È stata Pasqua di pattuglie in strada a contenere la voglia di uscire incontro alla festa di primavera. Ha costretto a ricordare di che giorno si tratta: la liberazione dalla morte del condannato alla crocefissione, la forza che rimuove la pietra del sepolcro e smentisce la morte.
Come non muore il seme sottoterra, invece si trasforma, germoglia, aprendosi la via verso l’aperto. È stata Pasqua di semina, di passi rimandati, ma non per questo fermi. Sono, al contrario, settimane di un intenso viaggio. Si sta dentro il proprio vagone mentre al finestrino scorre, invece del paesaggio, il tempo. Scorre il tempo di fuori, dei bollettini medici che sono i soli titoli che contano e sono pure titoli di viaggio verso una destinazione ancora incerta. Ma pure dentro lo stesso treno, continuano a esserci vagoni di prima, seconda e terza classe, dove chi ha meno spazio intorno e sta più stretto, ha più perdite e soffre più sconforto.
Scorre il tempo di dentro che cerca una bilancia, un contrappeso al piatto stracarico di lutti. Doveva esserci proprio la decimazione per tornare a vedere dal Punjab la catena montuosa Himalayana, i delfini a Napoli nel mare di Posillipo, messaggi equivalenti alle lucciole che mancavano a Pasolini?
Siamo una specie che si attacca ai simboli per intendere la propria realtà, trovare una potente spiegazione al dilagare degli effetti, in cerca di un punto di equilibrio tra se stessa e il mondo.
Pasqua di viaggio dentro il convoglio di una Transiberiana diretta verso oriente, che è origine, recupero, restauro. È viaggio partito dal binario morto di una vita intesa come accaparramento. Si sta condividendo un mistero in corso, che ha l’andamento di una conversione.

→ **Materiale fornito**
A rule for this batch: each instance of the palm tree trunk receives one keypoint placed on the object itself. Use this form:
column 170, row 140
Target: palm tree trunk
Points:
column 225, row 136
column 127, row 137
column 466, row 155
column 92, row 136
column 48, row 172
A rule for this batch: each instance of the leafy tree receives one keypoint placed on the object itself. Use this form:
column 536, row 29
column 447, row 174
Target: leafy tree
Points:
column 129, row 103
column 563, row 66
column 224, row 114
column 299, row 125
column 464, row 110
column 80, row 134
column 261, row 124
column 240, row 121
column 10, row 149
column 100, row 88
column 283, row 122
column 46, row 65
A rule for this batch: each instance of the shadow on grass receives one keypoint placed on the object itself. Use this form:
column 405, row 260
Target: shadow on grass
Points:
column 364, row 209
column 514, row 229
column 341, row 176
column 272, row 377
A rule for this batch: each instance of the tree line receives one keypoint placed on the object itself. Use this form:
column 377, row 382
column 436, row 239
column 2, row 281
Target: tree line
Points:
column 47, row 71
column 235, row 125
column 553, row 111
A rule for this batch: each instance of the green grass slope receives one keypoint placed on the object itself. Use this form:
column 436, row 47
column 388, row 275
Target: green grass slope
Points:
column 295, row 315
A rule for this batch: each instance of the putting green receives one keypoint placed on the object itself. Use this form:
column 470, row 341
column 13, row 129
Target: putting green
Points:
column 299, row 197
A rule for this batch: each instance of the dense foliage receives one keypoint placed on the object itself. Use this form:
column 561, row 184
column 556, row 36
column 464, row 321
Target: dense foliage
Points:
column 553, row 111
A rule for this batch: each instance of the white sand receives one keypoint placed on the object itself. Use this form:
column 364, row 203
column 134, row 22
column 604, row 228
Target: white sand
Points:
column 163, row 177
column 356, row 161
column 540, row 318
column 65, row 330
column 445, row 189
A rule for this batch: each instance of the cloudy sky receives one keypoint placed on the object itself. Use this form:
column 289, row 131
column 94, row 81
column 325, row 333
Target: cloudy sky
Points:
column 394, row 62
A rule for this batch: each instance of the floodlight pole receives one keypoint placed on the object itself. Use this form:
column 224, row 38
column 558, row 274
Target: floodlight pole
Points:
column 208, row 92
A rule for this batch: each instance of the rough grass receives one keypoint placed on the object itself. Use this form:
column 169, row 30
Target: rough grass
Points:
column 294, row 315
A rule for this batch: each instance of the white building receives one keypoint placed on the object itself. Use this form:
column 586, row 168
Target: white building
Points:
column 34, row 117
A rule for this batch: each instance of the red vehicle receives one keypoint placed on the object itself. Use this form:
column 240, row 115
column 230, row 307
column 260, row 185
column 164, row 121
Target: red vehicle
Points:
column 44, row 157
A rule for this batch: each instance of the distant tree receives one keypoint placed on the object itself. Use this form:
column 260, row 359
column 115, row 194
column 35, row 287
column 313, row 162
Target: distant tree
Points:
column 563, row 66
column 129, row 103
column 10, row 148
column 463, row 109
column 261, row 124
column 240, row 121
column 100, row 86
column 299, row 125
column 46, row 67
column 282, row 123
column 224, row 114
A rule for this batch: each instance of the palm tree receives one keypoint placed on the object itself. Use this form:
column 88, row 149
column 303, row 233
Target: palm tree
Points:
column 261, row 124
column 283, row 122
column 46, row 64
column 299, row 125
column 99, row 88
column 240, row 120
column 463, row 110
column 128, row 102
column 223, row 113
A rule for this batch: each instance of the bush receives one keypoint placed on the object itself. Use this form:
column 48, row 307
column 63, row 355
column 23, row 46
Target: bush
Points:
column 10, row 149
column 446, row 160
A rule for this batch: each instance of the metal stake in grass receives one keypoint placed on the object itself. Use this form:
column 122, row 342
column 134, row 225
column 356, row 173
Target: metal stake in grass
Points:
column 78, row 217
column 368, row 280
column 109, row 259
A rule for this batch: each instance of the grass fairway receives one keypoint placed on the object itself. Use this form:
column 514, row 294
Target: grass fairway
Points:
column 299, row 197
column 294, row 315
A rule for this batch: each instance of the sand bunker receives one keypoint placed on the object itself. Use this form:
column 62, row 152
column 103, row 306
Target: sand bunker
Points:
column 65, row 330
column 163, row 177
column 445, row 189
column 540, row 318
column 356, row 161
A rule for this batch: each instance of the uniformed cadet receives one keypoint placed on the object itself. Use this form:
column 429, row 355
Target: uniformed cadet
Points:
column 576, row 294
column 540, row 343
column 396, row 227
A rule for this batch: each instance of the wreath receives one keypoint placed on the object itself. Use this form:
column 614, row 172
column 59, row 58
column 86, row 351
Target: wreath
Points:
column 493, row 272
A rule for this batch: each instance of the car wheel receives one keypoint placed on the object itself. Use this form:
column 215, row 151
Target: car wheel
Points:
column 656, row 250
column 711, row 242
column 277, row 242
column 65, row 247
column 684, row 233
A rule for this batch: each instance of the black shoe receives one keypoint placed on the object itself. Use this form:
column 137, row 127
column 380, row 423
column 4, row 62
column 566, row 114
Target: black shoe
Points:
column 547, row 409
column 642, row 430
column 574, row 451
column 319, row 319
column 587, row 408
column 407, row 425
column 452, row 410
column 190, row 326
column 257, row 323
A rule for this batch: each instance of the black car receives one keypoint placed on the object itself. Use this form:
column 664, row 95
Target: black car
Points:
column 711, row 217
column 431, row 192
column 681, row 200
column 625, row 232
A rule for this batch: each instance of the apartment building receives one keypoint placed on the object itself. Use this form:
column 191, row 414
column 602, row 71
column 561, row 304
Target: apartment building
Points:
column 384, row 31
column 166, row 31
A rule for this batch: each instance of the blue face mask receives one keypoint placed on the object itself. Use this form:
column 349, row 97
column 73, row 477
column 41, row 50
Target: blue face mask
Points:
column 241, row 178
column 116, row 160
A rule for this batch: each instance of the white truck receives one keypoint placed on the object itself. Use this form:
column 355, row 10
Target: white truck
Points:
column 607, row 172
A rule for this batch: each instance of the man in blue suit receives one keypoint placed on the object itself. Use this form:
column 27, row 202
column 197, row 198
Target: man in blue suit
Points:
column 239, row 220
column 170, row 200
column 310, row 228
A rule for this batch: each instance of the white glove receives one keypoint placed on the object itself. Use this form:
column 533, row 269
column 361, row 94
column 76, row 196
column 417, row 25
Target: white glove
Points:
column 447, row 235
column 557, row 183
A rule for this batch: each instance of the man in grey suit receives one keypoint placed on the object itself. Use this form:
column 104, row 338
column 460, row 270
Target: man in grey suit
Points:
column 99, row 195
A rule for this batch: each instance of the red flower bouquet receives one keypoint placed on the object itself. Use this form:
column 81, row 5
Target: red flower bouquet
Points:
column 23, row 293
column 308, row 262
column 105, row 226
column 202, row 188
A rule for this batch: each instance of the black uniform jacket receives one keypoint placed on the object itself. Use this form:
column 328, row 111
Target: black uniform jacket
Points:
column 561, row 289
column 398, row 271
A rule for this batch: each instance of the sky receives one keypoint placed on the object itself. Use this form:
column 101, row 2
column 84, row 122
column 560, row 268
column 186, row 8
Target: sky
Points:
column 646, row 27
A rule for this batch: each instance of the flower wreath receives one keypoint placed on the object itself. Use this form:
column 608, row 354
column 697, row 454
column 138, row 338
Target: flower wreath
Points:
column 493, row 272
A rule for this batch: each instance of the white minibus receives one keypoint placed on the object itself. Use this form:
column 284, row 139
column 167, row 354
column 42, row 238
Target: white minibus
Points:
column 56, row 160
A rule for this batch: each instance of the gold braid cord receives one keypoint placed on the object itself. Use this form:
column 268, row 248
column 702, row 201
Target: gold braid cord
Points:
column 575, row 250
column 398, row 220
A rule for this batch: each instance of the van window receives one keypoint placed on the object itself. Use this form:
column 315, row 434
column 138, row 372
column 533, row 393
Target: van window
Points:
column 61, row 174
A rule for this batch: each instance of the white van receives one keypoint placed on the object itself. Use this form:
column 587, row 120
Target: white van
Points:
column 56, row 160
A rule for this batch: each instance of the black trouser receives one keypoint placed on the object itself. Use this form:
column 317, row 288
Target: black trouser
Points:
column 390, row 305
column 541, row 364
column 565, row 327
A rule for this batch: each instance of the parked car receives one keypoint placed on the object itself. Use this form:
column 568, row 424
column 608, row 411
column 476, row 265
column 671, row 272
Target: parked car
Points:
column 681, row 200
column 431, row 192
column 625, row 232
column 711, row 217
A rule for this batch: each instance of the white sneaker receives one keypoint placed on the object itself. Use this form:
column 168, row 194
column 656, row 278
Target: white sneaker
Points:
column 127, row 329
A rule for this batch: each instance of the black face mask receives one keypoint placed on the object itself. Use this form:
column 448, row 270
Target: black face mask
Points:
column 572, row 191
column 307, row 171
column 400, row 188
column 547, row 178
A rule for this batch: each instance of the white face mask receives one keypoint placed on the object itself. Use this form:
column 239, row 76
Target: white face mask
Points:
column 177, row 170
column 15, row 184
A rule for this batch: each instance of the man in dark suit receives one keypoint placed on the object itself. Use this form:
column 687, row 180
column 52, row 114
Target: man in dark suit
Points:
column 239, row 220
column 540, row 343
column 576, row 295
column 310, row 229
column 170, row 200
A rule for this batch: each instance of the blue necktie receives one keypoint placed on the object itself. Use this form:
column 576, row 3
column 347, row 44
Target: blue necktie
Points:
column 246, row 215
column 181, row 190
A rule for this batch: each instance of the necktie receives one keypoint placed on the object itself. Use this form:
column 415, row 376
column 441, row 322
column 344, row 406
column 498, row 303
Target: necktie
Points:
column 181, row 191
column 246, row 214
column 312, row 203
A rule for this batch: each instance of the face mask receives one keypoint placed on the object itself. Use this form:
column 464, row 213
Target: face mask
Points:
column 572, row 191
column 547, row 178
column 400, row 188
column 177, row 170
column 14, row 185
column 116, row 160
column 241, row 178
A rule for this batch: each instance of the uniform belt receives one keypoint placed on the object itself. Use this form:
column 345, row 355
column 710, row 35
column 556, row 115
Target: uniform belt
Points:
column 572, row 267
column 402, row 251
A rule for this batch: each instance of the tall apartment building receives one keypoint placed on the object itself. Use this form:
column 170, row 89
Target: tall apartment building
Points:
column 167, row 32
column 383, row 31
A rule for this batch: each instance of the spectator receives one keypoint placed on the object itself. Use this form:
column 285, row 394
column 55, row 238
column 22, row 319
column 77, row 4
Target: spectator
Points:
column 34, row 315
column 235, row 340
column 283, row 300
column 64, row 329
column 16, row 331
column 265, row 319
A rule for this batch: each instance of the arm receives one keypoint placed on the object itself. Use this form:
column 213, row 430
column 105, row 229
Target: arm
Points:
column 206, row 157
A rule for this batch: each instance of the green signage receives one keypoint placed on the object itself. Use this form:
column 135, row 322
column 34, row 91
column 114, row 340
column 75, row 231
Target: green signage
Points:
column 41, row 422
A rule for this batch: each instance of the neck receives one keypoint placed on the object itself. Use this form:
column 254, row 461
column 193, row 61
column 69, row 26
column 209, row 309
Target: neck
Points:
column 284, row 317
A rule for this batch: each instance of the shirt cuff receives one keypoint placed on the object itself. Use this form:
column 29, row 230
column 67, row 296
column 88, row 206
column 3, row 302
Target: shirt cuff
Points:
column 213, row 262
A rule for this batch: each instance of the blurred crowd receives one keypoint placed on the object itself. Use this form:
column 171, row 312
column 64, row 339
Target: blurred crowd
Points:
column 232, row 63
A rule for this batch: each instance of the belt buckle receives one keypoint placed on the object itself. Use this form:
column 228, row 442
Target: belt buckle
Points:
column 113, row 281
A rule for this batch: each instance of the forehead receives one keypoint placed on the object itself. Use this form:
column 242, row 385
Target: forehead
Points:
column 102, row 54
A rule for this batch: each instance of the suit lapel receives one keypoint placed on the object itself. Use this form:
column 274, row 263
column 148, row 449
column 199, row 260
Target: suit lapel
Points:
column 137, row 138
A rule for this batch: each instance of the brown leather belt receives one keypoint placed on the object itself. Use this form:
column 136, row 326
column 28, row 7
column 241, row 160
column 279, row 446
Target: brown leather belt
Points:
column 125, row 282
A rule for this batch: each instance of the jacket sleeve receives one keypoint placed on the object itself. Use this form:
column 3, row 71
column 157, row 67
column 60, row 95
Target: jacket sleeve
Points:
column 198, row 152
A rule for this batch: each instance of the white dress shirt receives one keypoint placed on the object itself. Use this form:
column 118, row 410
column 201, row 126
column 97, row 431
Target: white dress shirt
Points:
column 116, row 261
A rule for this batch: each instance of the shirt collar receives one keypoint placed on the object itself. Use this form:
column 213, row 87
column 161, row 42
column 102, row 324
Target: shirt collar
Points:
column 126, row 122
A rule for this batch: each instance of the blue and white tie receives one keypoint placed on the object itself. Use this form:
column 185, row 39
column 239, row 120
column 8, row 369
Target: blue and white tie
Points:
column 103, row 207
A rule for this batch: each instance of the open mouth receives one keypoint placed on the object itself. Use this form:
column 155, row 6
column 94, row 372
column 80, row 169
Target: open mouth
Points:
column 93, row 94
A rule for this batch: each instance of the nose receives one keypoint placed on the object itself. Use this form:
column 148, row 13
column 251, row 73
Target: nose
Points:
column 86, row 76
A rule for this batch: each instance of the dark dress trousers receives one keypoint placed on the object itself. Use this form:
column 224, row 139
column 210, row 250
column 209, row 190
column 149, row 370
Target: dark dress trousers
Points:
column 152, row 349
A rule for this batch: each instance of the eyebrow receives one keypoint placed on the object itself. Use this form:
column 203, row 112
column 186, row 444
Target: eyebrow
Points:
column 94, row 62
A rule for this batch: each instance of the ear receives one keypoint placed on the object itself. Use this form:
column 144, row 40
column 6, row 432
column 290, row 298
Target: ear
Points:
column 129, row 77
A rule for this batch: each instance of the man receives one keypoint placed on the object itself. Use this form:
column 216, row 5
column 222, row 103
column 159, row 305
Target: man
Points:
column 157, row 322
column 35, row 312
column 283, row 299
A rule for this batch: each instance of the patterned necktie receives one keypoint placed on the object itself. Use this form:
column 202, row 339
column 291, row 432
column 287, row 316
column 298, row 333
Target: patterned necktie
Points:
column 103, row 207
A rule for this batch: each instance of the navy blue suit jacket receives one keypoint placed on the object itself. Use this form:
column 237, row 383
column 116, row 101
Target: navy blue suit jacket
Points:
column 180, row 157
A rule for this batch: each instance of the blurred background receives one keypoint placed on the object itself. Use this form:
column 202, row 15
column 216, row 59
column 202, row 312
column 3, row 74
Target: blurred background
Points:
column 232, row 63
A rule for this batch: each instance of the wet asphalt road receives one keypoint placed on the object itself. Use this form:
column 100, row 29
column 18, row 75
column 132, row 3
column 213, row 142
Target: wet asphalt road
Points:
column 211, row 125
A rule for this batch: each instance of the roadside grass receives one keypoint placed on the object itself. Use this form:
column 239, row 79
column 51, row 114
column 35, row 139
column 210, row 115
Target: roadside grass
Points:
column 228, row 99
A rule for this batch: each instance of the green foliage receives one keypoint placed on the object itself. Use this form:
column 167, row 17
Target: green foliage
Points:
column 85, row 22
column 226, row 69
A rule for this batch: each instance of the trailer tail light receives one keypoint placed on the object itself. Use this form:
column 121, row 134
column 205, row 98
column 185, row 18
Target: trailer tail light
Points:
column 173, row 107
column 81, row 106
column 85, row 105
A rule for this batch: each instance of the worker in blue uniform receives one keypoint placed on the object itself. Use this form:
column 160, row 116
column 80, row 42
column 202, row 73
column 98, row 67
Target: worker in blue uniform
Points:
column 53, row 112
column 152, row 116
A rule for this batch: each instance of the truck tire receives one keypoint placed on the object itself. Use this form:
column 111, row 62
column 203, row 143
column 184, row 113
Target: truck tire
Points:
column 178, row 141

→ **Compiti da svolgere**
#1 Rispondi a queste domande sul brano fornito:
(a) Che cosa fa il seme sottoterra invece di morire?
(b) Quali sono i soli titoli che contano?
(c) In quale direzione va la Transiberiana?
#2 Traduci in inglese questa frase del brano fornito: "Siamo una specie che si attacca ai simboli per intendere la propria realtà, trovare una potente spiegazione al dilagare degli effetti, in cerca di un punto di equilibrio tra se stessa e il mondo."

→ **Risposte**
#1
(a) Si trasforma e germoglia, aprendosi la via verso l'aperto.
(b) I bollettini medici.
(c) Verso oriente.

#2 We are a species that clings to symbols in order to understand its own reality and to find a powerful explanation for the spread of the effects, in search of a point of balance between itself and the world.